Literatura Colonial Portuguesa

27.02.15

Castro Soromenho - Nhári (I)


blogdaruanove

 

Castro Soromenho (1910-1968), Nhári: O Drama da Gente Negra (1938).

 

Nhári, primeiro livro publicado por Castro Soromenho após a sua saída de Angola, onde nunca mais voltou, havia sido antecedido por duas outras curtas publicações do autor – Aves do Além (1934?) e Lendas Negras (Cadernos Coloniais, 20. Lisboa: Editorial Cosmos, 1936?), que vieram a ser integradas neste volume.

 

Galardoado em 1939 com o 2.º prémio da Agência Geral das Colónias, e, por sua expressa vontade, nunca mais publicado em vida do autor, este livro apresenta, numa primeira parte, cinco narrativas, intituladas O Último Batuque, Gando – O Feiticeiro!, Angústia, O Milagre do Ganga, e Nhári, e numa segunda parte, que ostenta o subtítulo Lendas Negras, cinco outras narrativas – Os Embaixadores à Côrte do Além, Terra da Amizade, Para Além da Vida, Aves do Além, e A Lagoa Maldita.

Dados fornecidos
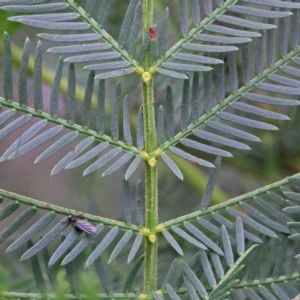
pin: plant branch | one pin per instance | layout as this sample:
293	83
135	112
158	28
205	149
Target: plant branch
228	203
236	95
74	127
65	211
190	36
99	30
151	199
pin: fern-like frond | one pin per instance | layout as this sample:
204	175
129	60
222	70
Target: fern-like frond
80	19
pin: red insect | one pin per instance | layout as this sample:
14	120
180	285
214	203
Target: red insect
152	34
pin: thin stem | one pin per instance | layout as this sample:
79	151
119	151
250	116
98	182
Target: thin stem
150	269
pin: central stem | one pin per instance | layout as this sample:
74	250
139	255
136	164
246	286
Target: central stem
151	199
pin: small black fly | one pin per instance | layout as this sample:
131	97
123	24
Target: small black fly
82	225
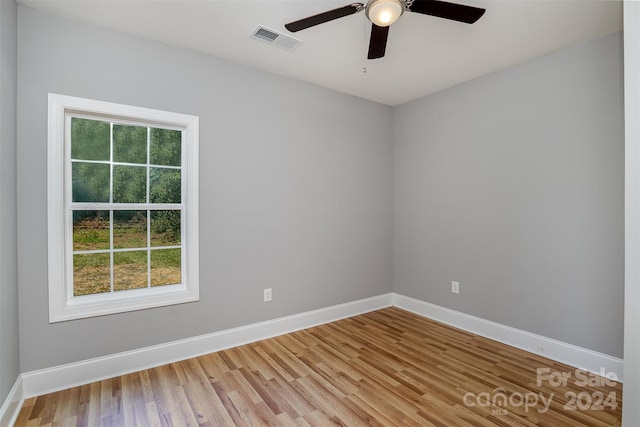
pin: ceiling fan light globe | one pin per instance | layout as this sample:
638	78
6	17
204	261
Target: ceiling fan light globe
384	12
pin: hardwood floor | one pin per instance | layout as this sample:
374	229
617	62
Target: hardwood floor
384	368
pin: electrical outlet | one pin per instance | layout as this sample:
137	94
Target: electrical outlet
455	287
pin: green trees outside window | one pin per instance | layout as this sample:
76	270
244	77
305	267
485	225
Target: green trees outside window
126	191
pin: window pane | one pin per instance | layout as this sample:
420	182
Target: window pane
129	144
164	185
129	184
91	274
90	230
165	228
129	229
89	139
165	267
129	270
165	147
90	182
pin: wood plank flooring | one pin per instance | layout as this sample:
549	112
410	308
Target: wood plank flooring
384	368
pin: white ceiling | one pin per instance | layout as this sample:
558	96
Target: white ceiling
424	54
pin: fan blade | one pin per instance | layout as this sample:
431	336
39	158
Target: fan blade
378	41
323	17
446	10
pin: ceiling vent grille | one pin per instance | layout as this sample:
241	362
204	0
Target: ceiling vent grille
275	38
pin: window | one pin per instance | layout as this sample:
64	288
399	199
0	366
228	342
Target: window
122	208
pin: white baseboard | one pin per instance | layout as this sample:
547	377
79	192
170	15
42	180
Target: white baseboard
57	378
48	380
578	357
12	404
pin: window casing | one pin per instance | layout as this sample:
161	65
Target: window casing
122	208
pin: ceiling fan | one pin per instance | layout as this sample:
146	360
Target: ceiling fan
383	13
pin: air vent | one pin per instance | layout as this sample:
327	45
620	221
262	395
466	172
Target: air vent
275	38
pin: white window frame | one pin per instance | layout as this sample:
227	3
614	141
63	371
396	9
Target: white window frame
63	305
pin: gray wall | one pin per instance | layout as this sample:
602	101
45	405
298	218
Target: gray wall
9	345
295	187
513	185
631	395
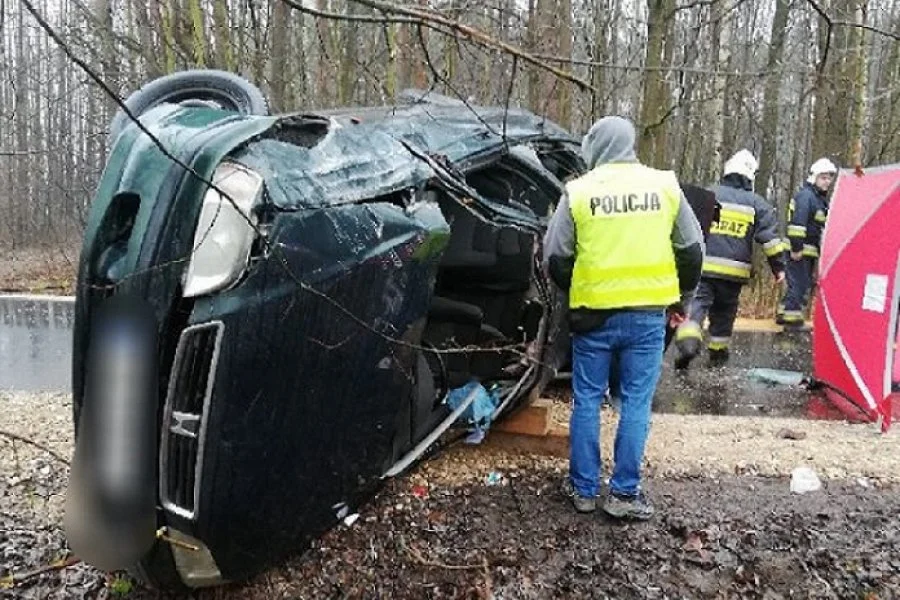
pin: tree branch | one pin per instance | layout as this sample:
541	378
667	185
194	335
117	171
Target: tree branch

Exercício proposto
Indique todas as narrativas que, segundo o texto sobre Nhári, integram a segunda parte do livro, a que tem o subtítulo Lendas Negras.

Resolução comentada
Os Embaixadores à Côrte do Além; Terra da Amizade; Para Além da Vida; Aves do Além; A Lagoa Maldita.